(Short problem) Reproduce the part of the forum thread about the CC2 trailer starting at "## Atlas (Nov" and ending at "it isn't that.", without changing a character.

BEGIN Passage shown

Better call the King


----------



## Atlas (Nov 11, 2014)

nardo mmo?


----------



## RockSauron (Nov 11, 2014)

Guys, that's the Chinese browser based game we've known about for months with an overblown trailer.

Whatever CC2 was talking about, it isn't that.


----------



## Charlotte D. Kurisu (Nov 11, 2014)

CC2 developed that game too?


----------



## RockSauron (Nov 11, 2014)

Khris said:


> CC2 developed that game too?



The Chinese MMO? No, they're merely providing guidance. And made this overblown trailer for it. They aren't doing the grunt work, and we already knew it existed, so yeah, this isn't what the CEO was talking about


----------



## Charlotte D. Kurisu (Nov 11, 2014)

If so, then that trailer isn't just misleading; it's a damn straight lie.


----------



## RockSauron (Nov 11, 2014)

Khris said:


> If so, then that trailer isn't just misleading; it's a damn straight lie.

END Passage shown
BEGIN Dataset extract

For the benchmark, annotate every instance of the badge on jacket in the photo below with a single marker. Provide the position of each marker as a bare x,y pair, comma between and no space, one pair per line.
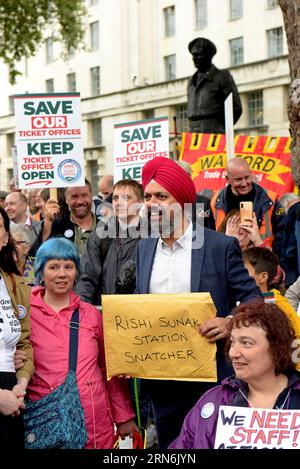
22,311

END Dataset extract

(Solution below)
## Atlas (Nov 11, 2014)

nardo mmo?


----------



## RockSauron (Nov 11, 2014)

Guys, that's the Chinese browser based game we've known about for months with an overblown trailer.

Whatever CC2 was talking about, it isn't that.